Next I asked a rhetorical question, which I qualified: whether it's PageRank or something else, Google still seems to me to be looking for popularity. That makes perfect sense. They can't be expected to know the veracity of information, or the quality of service offered. But they can measure who is citing a piece of information, or an entity. If they then look at who is doing the citing they can work out how much they want to trust that citation. It might be a lot more sophisticated than PageRank, but it's still popularity. Niche popularity, academic popularity, expert popularity. So, my point was: what has really changed? The method? Of course. But that wasn't my point.

Shepherd

11:14 pm on Mar 25, 2016 (gmt 0)

WebmasterWorld Senior Member 10+ Year Member Top Contributors Of The Month



If you're a hammer everything looks like a nail, if you're a link builder...

martinibuster

11:34 pm on Mar 25, 2016 (gmt 0)

WebmasterWorld Administrator 10+ Year Member Top Contributors Of The Month



Google IS measuring the quality of service. Research the phrase Sentiment Analysis. Google IS determining the veracity of information as well. Research the phrase Deep Learning.

No offense but it's quite possible the search engines are beyond what you think they are doing . I am not being condescending but sharing what I know for your edification. I don't have to share. Many do not and hoard their findings. So rather than chastise me for trying to shed some light perhaps you should thank me for trying to bring folks up to date because that is what I'm trying to do.

[edited by: martinibuster at 12:25 am (utc) on Mar 26, 2016]

Wilburforce

11:35 pm on Mar 25, 2016 (gmt 0)

WebmasterWorld Senior Member 10+ Year Member Top Contributors Of The Month



@Spiekerooger

Thanks for the link. That probably puts it back into the 80-85% range.

A few years ago Google was buying up AI companies, and DeepMind's recent Go victory clearly demonstrates that they haven't been idle with it, so I would be astonished if they hadn't at least run some trials on search.

That doesn't connect it specifically with Penguin, or - looking at it from the other direction - qualify what they are doing in search as AI, but - loosely speaking - if it looks, smells and behaves like a pig...

Whitey

12:25 am on Mar 26, 2016 (gmt 0)

WebmasterWorld Senior Member 10+ Year Member Top Contributors Of The Month



Maybe I'm being simple minded, but i see this as a concept that we can all acknowledge.

Penguin is associated with link building. Google targets sites that are not popular without links. Links from poor quality sites, links with monetization terms, anything that is human manipulation is fair game for Google to identify.

The methods of identification would seem to me to be quite easy.

Google has far more veracious ways of identifying good signals that equal quality. The biggest of these in my opinion, are branding signals that counteract the need for aggressive link building. So if you advertise on TV [ even with diminished audiences ] or have digital video media and encourage your audience to put a keyword search with your brand name in it, this is the type of signal that Google will pick up, in it's "probability score" of a domain being popular. Google suggest has been around for a long time - making link building less important and brand presence more important.

Exercise 1: Name every username that appears as the author of a post in the forum thread.
Exercise 2: Retype the forum thread from "12:25 am on" to "can all acknowledge.".

Stored items from a collection:

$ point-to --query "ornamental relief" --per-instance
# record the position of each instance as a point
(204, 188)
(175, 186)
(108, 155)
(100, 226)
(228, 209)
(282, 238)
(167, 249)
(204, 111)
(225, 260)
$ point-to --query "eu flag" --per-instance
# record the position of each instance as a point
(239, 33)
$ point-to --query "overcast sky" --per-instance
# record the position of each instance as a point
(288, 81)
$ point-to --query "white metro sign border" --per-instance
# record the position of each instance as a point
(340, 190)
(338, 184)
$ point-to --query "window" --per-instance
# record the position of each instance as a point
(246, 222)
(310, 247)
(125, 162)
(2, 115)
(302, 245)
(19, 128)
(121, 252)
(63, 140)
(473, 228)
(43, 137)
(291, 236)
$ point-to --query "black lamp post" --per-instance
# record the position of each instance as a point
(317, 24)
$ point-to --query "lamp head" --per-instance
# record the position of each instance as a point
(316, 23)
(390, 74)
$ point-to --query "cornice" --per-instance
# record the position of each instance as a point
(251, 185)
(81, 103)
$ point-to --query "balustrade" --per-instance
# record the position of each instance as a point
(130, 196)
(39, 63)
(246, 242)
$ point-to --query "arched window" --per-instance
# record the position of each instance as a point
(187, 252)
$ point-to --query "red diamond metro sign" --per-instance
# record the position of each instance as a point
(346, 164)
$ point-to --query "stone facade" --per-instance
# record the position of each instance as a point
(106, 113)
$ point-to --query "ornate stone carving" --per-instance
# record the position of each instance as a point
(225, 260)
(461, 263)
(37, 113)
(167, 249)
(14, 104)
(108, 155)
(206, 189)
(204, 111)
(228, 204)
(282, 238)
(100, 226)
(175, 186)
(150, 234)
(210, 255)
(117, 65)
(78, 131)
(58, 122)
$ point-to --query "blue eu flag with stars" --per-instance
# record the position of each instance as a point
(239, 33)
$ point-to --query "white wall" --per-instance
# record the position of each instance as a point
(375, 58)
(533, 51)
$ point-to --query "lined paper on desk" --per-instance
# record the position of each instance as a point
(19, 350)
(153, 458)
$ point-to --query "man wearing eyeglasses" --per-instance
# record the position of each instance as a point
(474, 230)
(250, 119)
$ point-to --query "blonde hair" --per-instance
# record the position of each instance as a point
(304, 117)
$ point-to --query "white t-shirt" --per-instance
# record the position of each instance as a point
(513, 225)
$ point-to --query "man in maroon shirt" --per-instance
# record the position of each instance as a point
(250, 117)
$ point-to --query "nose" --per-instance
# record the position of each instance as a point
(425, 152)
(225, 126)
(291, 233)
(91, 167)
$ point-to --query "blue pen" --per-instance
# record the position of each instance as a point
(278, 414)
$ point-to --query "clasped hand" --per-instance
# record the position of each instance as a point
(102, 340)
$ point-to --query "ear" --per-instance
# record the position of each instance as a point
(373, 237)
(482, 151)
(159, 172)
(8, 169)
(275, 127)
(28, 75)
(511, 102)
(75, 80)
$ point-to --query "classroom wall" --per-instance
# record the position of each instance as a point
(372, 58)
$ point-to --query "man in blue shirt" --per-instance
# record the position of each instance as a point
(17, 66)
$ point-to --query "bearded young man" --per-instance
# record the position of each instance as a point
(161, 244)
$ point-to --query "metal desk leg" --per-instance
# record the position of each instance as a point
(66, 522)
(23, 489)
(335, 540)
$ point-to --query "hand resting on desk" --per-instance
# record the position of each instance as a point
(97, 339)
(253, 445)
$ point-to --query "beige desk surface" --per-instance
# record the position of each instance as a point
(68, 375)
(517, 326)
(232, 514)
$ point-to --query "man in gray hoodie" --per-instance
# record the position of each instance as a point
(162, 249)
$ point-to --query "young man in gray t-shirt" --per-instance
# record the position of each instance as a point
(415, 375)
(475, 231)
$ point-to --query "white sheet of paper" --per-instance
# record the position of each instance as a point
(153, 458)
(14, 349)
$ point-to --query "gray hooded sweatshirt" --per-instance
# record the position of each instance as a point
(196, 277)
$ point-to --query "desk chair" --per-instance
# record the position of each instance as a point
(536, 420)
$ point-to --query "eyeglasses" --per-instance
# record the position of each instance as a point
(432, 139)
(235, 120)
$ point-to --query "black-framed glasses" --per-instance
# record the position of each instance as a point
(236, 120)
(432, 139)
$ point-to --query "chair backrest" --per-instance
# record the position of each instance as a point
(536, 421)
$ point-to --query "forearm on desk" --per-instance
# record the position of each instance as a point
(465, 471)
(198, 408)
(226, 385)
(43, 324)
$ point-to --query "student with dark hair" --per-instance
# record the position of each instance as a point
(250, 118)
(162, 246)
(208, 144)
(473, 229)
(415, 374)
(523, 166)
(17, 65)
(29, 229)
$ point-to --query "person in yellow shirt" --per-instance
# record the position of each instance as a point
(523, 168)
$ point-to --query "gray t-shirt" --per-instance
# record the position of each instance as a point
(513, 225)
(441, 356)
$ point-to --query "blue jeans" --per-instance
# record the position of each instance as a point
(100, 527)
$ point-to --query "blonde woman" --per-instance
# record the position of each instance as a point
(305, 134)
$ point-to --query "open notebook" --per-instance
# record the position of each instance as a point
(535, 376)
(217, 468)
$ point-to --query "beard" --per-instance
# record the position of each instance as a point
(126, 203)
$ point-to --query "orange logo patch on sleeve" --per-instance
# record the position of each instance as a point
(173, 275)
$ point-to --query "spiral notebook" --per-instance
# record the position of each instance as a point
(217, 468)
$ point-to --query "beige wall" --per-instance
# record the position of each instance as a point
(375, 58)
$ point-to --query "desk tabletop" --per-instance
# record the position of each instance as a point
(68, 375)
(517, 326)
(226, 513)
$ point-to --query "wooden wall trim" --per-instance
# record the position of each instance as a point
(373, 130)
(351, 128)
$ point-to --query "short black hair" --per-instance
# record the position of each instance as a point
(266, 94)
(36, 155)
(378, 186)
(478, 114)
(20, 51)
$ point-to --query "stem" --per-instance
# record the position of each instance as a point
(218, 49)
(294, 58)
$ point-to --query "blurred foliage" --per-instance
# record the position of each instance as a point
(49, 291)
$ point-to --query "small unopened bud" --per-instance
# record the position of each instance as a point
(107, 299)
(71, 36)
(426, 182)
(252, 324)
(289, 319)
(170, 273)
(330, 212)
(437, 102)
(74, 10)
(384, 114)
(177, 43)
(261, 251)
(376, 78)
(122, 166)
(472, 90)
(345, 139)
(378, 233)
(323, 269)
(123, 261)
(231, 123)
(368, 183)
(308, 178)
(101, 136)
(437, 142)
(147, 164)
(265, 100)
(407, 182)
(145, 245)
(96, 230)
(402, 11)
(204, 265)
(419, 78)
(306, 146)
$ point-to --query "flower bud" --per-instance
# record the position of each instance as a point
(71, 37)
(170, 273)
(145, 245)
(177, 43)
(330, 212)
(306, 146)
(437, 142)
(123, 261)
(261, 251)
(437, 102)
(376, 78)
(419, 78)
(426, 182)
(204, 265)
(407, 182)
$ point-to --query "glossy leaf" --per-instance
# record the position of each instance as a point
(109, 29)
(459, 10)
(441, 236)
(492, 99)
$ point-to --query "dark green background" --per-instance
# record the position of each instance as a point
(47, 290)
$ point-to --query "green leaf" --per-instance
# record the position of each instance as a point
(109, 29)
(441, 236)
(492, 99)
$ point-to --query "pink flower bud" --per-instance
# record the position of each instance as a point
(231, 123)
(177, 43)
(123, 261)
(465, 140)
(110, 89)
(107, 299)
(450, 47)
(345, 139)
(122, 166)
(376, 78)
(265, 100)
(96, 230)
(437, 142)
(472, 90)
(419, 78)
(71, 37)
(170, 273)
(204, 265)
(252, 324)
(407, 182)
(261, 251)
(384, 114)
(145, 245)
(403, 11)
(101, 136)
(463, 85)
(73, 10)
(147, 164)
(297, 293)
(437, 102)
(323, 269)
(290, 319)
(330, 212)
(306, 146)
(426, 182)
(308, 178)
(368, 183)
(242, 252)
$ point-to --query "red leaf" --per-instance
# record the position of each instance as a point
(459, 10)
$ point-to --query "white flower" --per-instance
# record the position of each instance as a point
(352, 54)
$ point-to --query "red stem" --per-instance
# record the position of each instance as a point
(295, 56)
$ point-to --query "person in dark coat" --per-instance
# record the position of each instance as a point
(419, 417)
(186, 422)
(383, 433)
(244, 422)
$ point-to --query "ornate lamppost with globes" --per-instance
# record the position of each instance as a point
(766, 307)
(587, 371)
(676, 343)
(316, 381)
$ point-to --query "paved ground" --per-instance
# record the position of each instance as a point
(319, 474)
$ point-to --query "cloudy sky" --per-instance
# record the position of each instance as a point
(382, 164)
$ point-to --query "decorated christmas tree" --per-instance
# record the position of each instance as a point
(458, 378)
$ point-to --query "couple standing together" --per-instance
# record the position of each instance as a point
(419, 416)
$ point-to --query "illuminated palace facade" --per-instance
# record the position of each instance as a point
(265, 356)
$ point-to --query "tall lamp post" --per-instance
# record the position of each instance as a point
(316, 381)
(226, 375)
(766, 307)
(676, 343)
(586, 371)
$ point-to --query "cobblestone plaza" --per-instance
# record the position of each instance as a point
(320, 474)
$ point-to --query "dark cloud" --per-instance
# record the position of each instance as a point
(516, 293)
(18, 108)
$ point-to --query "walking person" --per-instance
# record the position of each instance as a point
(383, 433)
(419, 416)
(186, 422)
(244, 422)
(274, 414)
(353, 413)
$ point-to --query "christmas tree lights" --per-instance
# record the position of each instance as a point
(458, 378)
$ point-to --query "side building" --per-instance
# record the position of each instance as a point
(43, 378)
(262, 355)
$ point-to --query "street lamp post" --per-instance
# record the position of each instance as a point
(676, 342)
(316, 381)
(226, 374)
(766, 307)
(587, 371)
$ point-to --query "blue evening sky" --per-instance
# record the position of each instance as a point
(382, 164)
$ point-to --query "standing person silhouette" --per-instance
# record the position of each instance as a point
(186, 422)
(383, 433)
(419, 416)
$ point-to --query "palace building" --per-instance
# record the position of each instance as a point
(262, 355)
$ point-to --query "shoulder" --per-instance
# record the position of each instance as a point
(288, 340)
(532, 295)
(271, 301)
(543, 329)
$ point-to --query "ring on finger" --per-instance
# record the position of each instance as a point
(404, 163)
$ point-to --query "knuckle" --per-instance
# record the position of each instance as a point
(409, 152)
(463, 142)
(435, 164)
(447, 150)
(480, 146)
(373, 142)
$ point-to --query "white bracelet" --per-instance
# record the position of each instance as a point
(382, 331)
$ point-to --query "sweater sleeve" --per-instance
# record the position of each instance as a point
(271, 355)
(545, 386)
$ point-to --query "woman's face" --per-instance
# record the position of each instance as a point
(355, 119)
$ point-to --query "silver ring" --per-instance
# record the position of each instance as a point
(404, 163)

Exercise result 1: Shepherd, martinibuster, Wilburforce, Whitey

Exercise result 2:
12:25 am on Mar 26, 2016 (gmt 0)

WebmasterWorld Senior Member 10+ Year Member Top Contributors Of The Month



Maybe I'm being simple minded, but i see this as a concept that we can all acknowledge.